**EXERCISE REQUIREMENTS:** Please write the next part of the article on disposable email addresses, starting right after its final sentence.

===== EXCERPT PROVIDED

How many times a day do you give out your email address, inadvertently or voluntarily? How many lists do you think your email address appears on? Can you trust every vendor you register with? I know I would have a tough time answering these questions. Of course, I tend to be a rather private person with my personal information, including giving out my email address. The reality is though that in order to register and sign up for services online, you typically must provide an email address. For those that would rather not give out their real address, there are a few alternative solutions out there that will shield your real address, while giving you the ability to retrieve emails on demand.

One free service that can provide you with a disposable email address is called GuerillaMail. What the service does is allow you to generate a generic email address, and retrieve the emails for the address, all from right within your web browser. No registration is required, and you don’t need to give out any information. The catch however is that the information is publicly available, however all emails are deleted within 1 hour of reception. In order to counter this though, what GuerillaMail does is give you a random/hashed string of numbers and letters for an email address, making it difficult for a human to enter in the address and retrieve your emails.

==========
===== DATA EXTRACT

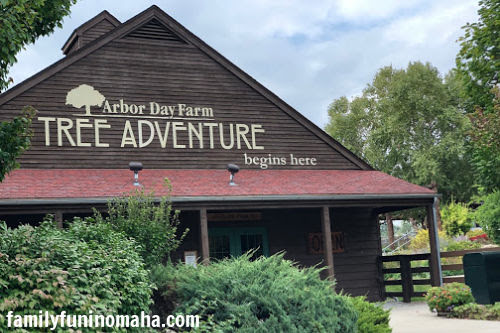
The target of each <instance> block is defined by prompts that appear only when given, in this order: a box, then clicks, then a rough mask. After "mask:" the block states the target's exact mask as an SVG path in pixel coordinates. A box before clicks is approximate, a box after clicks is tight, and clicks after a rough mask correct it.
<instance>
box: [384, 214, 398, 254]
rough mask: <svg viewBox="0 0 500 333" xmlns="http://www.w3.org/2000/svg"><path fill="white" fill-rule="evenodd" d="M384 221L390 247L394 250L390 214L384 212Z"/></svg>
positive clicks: (392, 230) (393, 242)
mask: <svg viewBox="0 0 500 333" xmlns="http://www.w3.org/2000/svg"><path fill="white" fill-rule="evenodd" d="M385 221H386V222H387V236H388V237H389V244H390V245H391V249H393V250H394V248H395V247H396V244H393V243H394V224H393V223H392V216H391V214H385Z"/></svg>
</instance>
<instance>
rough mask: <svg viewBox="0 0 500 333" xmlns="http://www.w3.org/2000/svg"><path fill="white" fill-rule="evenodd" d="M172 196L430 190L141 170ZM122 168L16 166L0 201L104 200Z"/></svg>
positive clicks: (312, 178)
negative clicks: (231, 177)
mask: <svg viewBox="0 0 500 333" xmlns="http://www.w3.org/2000/svg"><path fill="white" fill-rule="evenodd" d="M165 178H168V179H169V180H170V182H171V184H172V187H173V191H172V196H173V197H200V196H265V195H266V196H267V195H276V196H279V195H282V196H284V195H360V194H362V195H365V194H372V195H391V194H393V195H394V194H395V195H400V194H427V195H432V194H433V193H434V192H433V191H431V190H429V189H427V188H425V187H421V186H417V185H414V184H411V183H408V182H406V181H403V180H401V179H398V178H395V177H392V176H389V175H387V174H385V173H383V172H379V171H364V170H241V171H240V172H239V173H237V174H236V177H235V182H236V183H237V184H238V186H229V184H228V183H229V172H228V171H226V170H151V169H149V170H143V171H141V172H140V173H139V182H140V183H141V184H142V185H143V186H144V189H145V190H146V191H154V192H155V194H156V195H165V194H167V193H168V190H167V187H166V186H165V185H164V179H165ZM132 183H133V173H132V172H131V171H130V170H127V169H99V170H95V169H52V170H45V169H43V170H42V169H20V170H15V171H13V172H12V173H11V174H10V175H9V176H7V177H6V178H5V180H4V181H3V182H2V183H0V200H2V199H57V198H106V197H114V196H120V195H123V194H125V193H128V192H129V191H131V190H133V189H134V188H135V187H134V186H133V185H132Z"/></svg>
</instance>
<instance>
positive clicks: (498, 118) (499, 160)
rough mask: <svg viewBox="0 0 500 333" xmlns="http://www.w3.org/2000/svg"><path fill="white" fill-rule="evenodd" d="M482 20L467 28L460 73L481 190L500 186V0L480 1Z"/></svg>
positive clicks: (464, 101) (459, 66) (459, 60)
mask: <svg viewBox="0 0 500 333" xmlns="http://www.w3.org/2000/svg"><path fill="white" fill-rule="evenodd" d="M478 14H479V20H478V22H475V23H468V24H466V25H465V26H464V27H463V28H464V30H465V34H464V36H463V37H461V38H460V39H459V42H460V46H461V48H460V51H459V53H458V54H457V58H456V64H457V69H456V72H457V76H458V78H459V79H460V80H461V83H462V96H463V100H464V108H465V110H466V111H467V112H468V113H469V117H470V120H471V131H470V133H469V134H470V137H471V147H472V157H473V158H472V165H473V167H474V170H475V176H476V177H475V179H476V182H477V184H478V185H479V186H480V192H482V193H490V192H493V191H495V190H498V189H500V140H499V139H498V138H499V134H498V133H499V131H500V94H499V92H500V91H499V87H500V85H499V82H500V78H499V76H500V73H499V72H500V1H498V0H482V1H479V10H478Z"/></svg>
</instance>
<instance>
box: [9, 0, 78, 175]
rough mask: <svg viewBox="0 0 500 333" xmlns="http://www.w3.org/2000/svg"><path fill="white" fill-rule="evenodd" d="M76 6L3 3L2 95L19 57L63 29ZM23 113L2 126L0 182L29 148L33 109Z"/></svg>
mask: <svg viewBox="0 0 500 333" xmlns="http://www.w3.org/2000/svg"><path fill="white" fill-rule="evenodd" d="M74 3H76V0H2V1H0V92H1V91H3V90H5V89H6V88H7V86H8V85H9V83H10V82H12V78H9V77H8V70H9V68H10V66H12V65H13V64H14V63H15V62H16V54H17V53H18V52H19V51H20V50H21V49H23V48H24V47H25V46H26V45H28V44H30V43H33V42H34V41H35V40H36V39H37V38H38V37H40V36H44V35H48V34H50V33H51V32H52V31H54V29H55V27H60V26H61V22H62V19H63V17H64V16H66V15H68V14H69V12H70V7H71V5H72V4H74ZM23 114H24V115H23V116H19V117H16V118H14V119H13V120H12V121H4V122H1V123H0V182H1V181H3V179H4V178H5V175H6V174H8V173H9V172H10V171H12V170H13V169H15V168H17V167H18V166H19V165H18V163H17V162H16V158H17V157H19V156H20V155H21V153H22V152H23V151H25V150H26V149H28V147H29V145H30V137H31V131H30V129H29V126H30V125H31V120H32V117H33V115H34V109H33V108H31V107H26V108H25V109H24V113H23Z"/></svg>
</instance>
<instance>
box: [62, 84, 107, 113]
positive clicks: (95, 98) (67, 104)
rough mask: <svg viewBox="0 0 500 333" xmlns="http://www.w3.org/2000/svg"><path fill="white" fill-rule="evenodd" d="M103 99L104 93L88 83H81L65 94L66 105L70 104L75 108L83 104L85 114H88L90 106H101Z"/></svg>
mask: <svg viewBox="0 0 500 333" xmlns="http://www.w3.org/2000/svg"><path fill="white" fill-rule="evenodd" d="M105 100H106V97H104V95H102V94H101V93H100V92H99V91H97V90H96V89H94V87H92V86H89V85H88V84H81V85H79V86H78V87H76V88H74V89H71V90H70V91H69V92H68V94H67V95H66V105H71V106H74V107H75V108H81V107H82V106H85V115H86V116H90V107H91V106H101V105H102V103H103V102H104V101H105Z"/></svg>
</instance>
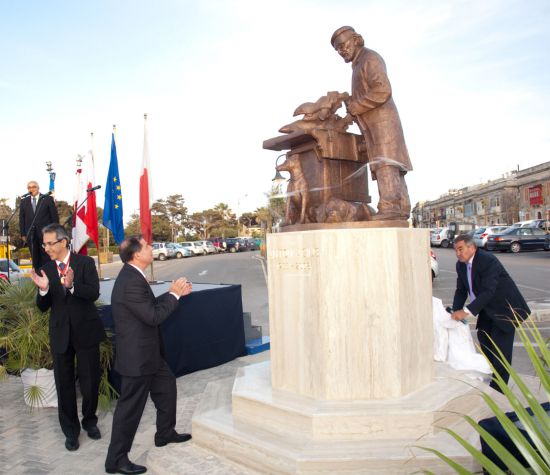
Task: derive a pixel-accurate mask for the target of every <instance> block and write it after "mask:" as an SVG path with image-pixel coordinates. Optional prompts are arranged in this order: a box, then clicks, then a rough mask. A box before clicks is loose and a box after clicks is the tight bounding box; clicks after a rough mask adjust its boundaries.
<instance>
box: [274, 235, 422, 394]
mask: <svg viewBox="0 0 550 475" xmlns="http://www.w3.org/2000/svg"><path fill="white" fill-rule="evenodd" d="M267 251H268V254H267V259H268V271H269V324H270V337H271V365H272V383H273V388H274V389H280V390H284V391H288V392H291V393H294V394H300V395H303V396H309V397H312V398H315V399H321V400H353V399H383V398H389V397H400V396H403V395H405V394H408V393H410V392H412V391H415V390H417V389H420V388H421V387H423V386H425V385H427V384H428V383H429V382H430V381H431V379H432V356H433V342H432V338H433V331H432V309H431V302H432V287H431V273H430V264H429V235H428V231H427V230H425V229H405V228H380V229H338V230H318V231H302V232H294V233H279V234H271V235H268V237H267Z"/></svg>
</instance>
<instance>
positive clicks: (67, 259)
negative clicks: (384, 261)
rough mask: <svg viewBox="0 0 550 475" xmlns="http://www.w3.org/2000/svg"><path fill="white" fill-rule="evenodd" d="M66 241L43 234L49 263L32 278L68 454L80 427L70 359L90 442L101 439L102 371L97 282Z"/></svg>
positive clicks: (78, 446)
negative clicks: (36, 290)
mask: <svg viewBox="0 0 550 475" xmlns="http://www.w3.org/2000/svg"><path fill="white" fill-rule="evenodd" d="M69 243H70V238H69V235H68V234H67V231H66V230H65V228H64V227H63V226H61V225H60V224H50V225H48V226H46V227H45V228H44V229H43V244H42V247H43V248H44V249H45V251H46V252H47V254H48V256H49V257H50V258H51V261H50V262H48V263H46V265H44V267H43V268H41V269H40V270H39V271H38V272H37V271H35V270H34V269H33V270H32V271H31V278H32V280H33V282H34V283H35V284H36V286H37V287H38V290H39V291H38V295H37V297H36V304H37V305H38V308H39V309H40V310H42V311H43V312H45V311H47V310H48V309H51V314H50V346H51V351H52V355H53V371H54V377H55V387H56V389H57V398H58V412H59V423H60V425H61V429H62V431H63V433H64V434H65V437H66V439H65V447H66V449H67V450H70V451H73V450H77V449H78V447H79V443H78V436H79V434H80V421H79V420H78V408H77V405H76V390H75V357H76V372H77V374H78V379H79V384H80V392H81V394H82V415H83V418H82V428H83V429H84V430H85V431H86V432H87V433H88V437H90V438H91V439H100V438H101V433H100V431H99V429H98V428H97V416H96V410H97V402H98V392H99V381H100V379H101V370H100V364H99V343H100V342H101V341H102V340H104V339H105V330H104V329H103V324H102V323H101V320H100V318H99V314H98V312H97V309H96V306H95V304H94V302H95V301H96V300H97V299H98V297H99V277H98V275H97V271H96V268H95V263H94V261H93V259H92V258H91V257H88V256H82V255H79V254H74V253H72V252H70V251H69Z"/></svg>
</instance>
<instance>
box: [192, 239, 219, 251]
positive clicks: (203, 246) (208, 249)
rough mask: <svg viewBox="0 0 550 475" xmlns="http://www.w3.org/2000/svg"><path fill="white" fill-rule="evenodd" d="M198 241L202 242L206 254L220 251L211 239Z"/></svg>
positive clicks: (203, 248)
mask: <svg viewBox="0 0 550 475" xmlns="http://www.w3.org/2000/svg"><path fill="white" fill-rule="evenodd" d="M196 243H198V244H200V245H201V246H202V248H203V249H204V253H205V254H215V253H216V252H218V250H217V249H216V247H215V246H214V244H212V242H211V241H197V242H196Z"/></svg>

==========

**TASK ANSWER:**
Let’s break it down into how this works:

1) I visit GuerillaMail.com. I’m presented with a random email address, ie:

revgupkt@sharklasers.com and I have the choice to “Scramble Address” so it now becomes 2yxrap+80bffvngztc9k@sharklasers.com

2) I can now use my newly hashed address to sign up for a random website that needs my email address. Let’s say I want to sign up for a Twitter account, but don’t want it tied back to my real email address. I can sign up for Twitter and provide them the 2yxrap+80bffvngztc9k@sharklasers.com address.

3) I signed up for Twitter, but they need to send me an email to verify my account. I can come back to GuerillaMail.com and input my mailbox address above, which I’ve saved elsewhere. I can retrieve the message Twitter has sent me and verify my “fake” email account.

4) Existence of the Twitter email that was sent to my mailbox gets deleted within the hour. My anonymity and privacy are safe and sound! Yipee!

Of course, if a human or robot were to discover the existence of the account referenced above, they would have the ability to input the address and look at the mailbox, if anything were in there. So there is a risk, but it is relatively minute.

Another service I used to use, that’s a bit more polished (but of course, costs money now) is called Blur from Abine. Blur gives users the capability to use “Masked Emails” which is completely similar to the concept above, but instead the masked address will still send emails directly to your regular email address inbox.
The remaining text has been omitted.